-- START DATA SUPPLIED --

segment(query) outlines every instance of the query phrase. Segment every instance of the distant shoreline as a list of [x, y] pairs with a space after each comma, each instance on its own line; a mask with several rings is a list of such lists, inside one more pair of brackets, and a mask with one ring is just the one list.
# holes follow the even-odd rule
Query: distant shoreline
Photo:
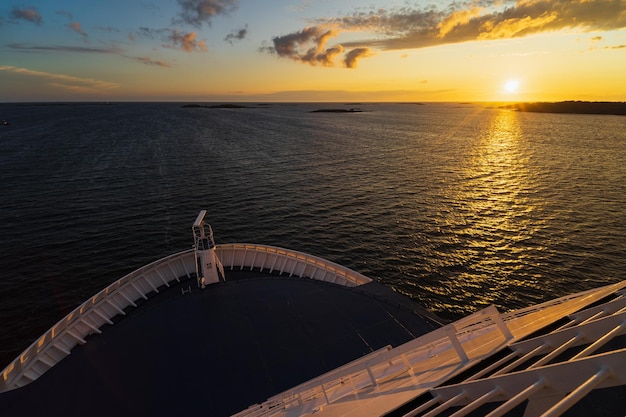
[[502, 106], [533, 113], [608, 114], [626, 116], [626, 102], [560, 101], [556, 103], [515, 103]]

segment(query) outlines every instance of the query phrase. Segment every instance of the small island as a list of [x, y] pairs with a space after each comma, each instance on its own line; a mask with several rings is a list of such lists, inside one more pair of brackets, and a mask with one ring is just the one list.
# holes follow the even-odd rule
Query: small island
[[362, 113], [361, 109], [317, 109], [311, 110], [311, 113]]
[[534, 113], [610, 114], [626, 116], [626, 102], [560, 101], [556, 103], [516, 103], [502, 108]]
[[183, 109], [249, 109], [242, 104], [184, 104]]

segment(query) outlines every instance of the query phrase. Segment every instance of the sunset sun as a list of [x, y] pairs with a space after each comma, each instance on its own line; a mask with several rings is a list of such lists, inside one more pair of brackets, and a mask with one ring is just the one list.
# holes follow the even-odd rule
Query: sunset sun
[[518, 80], [508, 80], [504, 84], [504, 92], [505, 93], [517, 93], [519, 89], [519, 81]]

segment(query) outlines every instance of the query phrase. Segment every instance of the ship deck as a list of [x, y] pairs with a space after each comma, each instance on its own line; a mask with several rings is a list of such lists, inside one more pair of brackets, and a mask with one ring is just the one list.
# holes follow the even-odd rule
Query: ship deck
[[259, 271], [188, 279], [129, 307], [32, 383], [2, 416], [225, 416], [440, 326], [375, 282], [345, 287]]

-- END DATA SUPPLIED --

_DIRECTIVE:_
Reproduce every entry above line for line, with no changes, but leave out the pictures.

_THE RESULT:_
segment(query) outlines every instance of the query phrase. Segment every instance of the distant shoreline as a list of [x, y] pairs with a space after each comma, each instance on its own line; a mask with several rings is a list of such lists, inside one more pair of brackets, and a mask with one ring is just the one list.
# holes follow the even-odd rule
Query: distant shoreline
Photo:
[[502, 106], [533, 113], [608, 114], [626, 116], [626, 102], [560, 101], [556, 103], [515, 103]]

segment(query) outlines every instance of the query phrase. Segment every instance of the small island as a list of [x, y] pairs with a space after each comma, each instance on its own line; a mask with several rings is a list of such lists, inside one more pair of brackets, and a mask with one ring is just the one list.
# holes follow the even-odd rule
Query: small island
[[362, 113], [361, 109], [317, 109], [311, 110], [311, 113]]
[[534, 113], [610, 114], [626, 116], [626, 102], [560, 101], [556, 103], [516, 103], [502, 108]]
[[183, 109], [249, 109], [242, 104], [184, 104]]

segment(query) outlines every instance of the query phrase. Segment every instance of the sunset sun as a list of [x, y] pairs with a space after each comma, each instance on its own line; a mask with several rings is a list of such lists, inside one more pair of brackets, and a mask with one ring is just the one list.
# holes follow the even-odd rule
Query: sunset sun
[[518, 80], [508, 80], [504, 84], [504, 92], [505, 93], [517, 93], [519, 89], [519, 81]]

segment(query) outlines every instance of the query phrase. Segment every instance of the ship deck as a list of [x, y] pairs with a space after each comma, each instance on its own line; a mask with several rings is a list of such lists, inside one more pair of brackets, and a mask with one ring is just the one list.
# holes follow the even-odd rule
Query: ship deck
[[259, 271], [188, 279], [129, 307], [32, 383], [2, 416], [225, 416], [440, 326], [375, 282], [345, 287]]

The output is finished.